> _Request_: Rewrite every line of the entries below as a numbered list, leaving out any blank lines.

> _Data to process_:
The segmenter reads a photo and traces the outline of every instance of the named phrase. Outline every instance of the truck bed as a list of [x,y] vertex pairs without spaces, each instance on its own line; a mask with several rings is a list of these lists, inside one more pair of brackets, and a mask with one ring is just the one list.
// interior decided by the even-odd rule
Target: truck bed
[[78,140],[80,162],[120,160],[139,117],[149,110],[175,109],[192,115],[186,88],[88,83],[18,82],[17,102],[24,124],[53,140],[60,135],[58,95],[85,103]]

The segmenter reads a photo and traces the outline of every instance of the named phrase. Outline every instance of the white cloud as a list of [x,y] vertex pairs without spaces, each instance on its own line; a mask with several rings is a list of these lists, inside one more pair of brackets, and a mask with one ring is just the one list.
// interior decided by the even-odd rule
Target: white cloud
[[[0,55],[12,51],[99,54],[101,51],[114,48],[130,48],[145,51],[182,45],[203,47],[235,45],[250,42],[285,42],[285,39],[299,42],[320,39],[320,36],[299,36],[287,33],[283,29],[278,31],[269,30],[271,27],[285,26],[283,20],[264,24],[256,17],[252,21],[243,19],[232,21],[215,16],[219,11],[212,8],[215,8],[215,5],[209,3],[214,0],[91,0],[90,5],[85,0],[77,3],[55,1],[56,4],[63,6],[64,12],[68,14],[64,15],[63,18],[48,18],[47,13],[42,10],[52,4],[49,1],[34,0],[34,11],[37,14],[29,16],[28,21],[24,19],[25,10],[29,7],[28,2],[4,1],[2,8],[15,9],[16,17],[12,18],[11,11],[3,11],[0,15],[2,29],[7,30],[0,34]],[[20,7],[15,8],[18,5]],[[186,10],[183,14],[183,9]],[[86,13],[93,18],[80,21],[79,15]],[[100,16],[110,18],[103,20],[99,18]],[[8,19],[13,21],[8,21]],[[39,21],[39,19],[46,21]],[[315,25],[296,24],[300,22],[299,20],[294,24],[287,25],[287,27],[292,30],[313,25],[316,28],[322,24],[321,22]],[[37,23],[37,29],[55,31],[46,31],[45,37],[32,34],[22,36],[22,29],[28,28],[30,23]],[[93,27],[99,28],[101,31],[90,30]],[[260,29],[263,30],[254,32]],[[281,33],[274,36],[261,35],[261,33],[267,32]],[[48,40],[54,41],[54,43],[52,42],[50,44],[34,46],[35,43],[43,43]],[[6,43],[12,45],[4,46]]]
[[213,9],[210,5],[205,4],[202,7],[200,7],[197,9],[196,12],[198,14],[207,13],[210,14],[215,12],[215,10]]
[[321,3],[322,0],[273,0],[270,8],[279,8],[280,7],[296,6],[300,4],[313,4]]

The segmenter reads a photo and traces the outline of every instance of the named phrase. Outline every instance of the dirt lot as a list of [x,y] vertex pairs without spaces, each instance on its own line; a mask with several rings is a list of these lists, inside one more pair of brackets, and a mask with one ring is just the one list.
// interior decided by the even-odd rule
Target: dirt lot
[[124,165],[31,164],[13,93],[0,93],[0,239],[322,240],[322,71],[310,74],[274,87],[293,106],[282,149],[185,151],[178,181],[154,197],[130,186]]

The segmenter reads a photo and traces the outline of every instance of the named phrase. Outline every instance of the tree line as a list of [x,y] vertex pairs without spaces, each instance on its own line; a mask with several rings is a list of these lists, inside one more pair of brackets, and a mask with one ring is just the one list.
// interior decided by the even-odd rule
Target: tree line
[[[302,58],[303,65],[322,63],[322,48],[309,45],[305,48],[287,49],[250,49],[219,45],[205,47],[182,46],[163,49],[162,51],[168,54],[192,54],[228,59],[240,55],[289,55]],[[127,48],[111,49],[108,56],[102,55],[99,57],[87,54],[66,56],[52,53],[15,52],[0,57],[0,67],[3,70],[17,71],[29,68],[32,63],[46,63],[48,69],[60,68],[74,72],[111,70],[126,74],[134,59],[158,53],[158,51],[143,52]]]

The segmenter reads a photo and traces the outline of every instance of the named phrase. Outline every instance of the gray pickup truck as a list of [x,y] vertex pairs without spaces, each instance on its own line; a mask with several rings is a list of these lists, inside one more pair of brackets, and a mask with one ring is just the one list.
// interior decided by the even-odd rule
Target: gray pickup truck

> _Solution to the exercise_:
1. The segmenter reads a photo and traces the outline of every instance of the named phrase. Outline every instance of the truck bed as a list of [x,y] vertex pairs without spaces, each instance on its own line; a mask with several rings is a list of these lists, inside one more pair of brackets, and a mask with one ring is just the one list.
2. // interior decided by the even-odd rule
3. Target: truck bed
4. [[78,140],[80,162],[120,160],[139,117],[149,110],[175,109],[192,115],[186,88],[88,83],[18,82],[17,102],[24,124],[53,140],[60,135],[58,95],[85,103]]
5. The segmenter reads a photo and traces the outline of every instance of the named phrase. Outline every instance of the white cloud as a list of [x,y] vertex pairs without spaces, each instance on its own line; a mask with several rings is a list of these lists, inside one more pair of brackets, and a mask with one ring is just the one list.
6. // interior decided by the even-odd rule
7. Target: white cloud
8. [[[0,55],[12,51],[99,54],[101,51],[114,48],[130,48],[145,51],[182,45],[203,47],[235,45],[250,42],[285,42],[285,39],[299,42],[320,39],[320,36],[299,36],[287,33],[283,29],[278,31],[269,30],[271,27],[285,26],[283,20],[264,24],[256,17],[252,21],[243,19],[232,21],[215,16],[219,11],[212,8],[215,8],[215,5],[209,3],[214,0],[91,0],[90,5],[85,0],[77,3],[55,1],[56,4],[63,6],[64,12],[68,14],[64,15],[63,18],[48,18],[47,13],[42,10],[52,4],[49,1],[34,0],[34,11],[37,14],[29,16],[28,21],[24,19],[25,10],[29,7],[28,2],[4,1],[2,8],[15,9],[16,17],[12,18],[11,11],[3,11],[0,15],[2,29],[7,30],[0,34]],[[20,7],[15,8],[18,5]],[[186,10],[183,14],[183,9]],[[86,13],[93,18],[80,21],[79,15]],[[100,16],[110,18],[103,20],[99,18]],[[8,19],[13,21],[8,21]],[[39,21],[39,19],[46,21]],[[315,25],[296,24],[300,22],[299,20],[294,24],[287,25],[287,27],[292,30],[313,25],[316,28],[322,24],[321,22]],[[37,23],[37,29],[55,31],[46,31],[45,37],[32,34],[22,36],[22,29],[28,28],[30,23]],[[93,27],[99,28],[101,31],[90,30]],[[260,29],[263,30],[254,32]],[[281,33],[274,36],[261,35],[261,33],[267,32]],[[48,40],[54,41],[54,43],[52,42],[50,44],[34,46],[35,43],[43,43]],[[6,43],[12,45],[4,46]]]
9. [[213,9],[210,5],[205,4],[202,7],[200,7],[197,9],[196,12],[198,14],[207,13],[210,14],[215,12],[215,10]]
10. [[321,3],[322,0],[273,0],[270,8],[279,8],[280,7],[296,6],[300,4],[313,4]]
11. The segmenter reads a photo and traces the outline of every instance of the named phrase. Outline every instance of the dirt lot as a list of [x,y] vertex pairs without spaces, each instance on its own line; a mask with several rings is a list of these lists, inside one more pair of brackets, and a mask with one ring is just the one list.
12. // interior decided by the even-odd rule
13. Target: dirt lot
14. [[124,165],[31,164],[13,93],[0,93],[0,239],[322,240],[322,71],[310,74],[274,87],[293,106],[282,149],[185,151],[178,181],[154,197],[130,186]]
15. The segmenter reads a photo and traces the outline of every instance of the named phrase. Outline every instance of the tree line as a list of [x,y] vertex pairs without spaces, each instance on its own line; a mask with several rings is a list of these lists, inside one more pair of brackets, and a mask with one ring is just the one list.
16. // interior decided by the even-odd rule
17. Target: tree line
18. [[[302,58],[303,65],[322,63],[322,48],[309,45],[305,48],[287,49],[250,49],[219,45],[205,47],[182,46],[163,49],[162,51],[168,54],[192,54],[228,59],[240,55],[289,55]],[[127,48],[111,49],[108,56],[102,55],[99,57],[87,54],[66,56],[52,53],[15,52],[0,57],[0,67],[3,70],[17,71],[29,68],[32,63],[46,63],[48,69],[60,68],[74,72],[111,70],[126,74],[134,59],[158,53],[158,51],[143,52]]]
19. The segmenter reads a photo and traces the outline of every instance of the named phrase. Outline every instance of the gray pickup truck as a list of [x,y] vertex pairs without spaces, each instance on its own line; a mask with several rings is a list of these lists, inside one more pair of brackets, and a mask with one ring is just the one list.
20. // interior decided by the even-odd rule
21. Target: gray pickup truck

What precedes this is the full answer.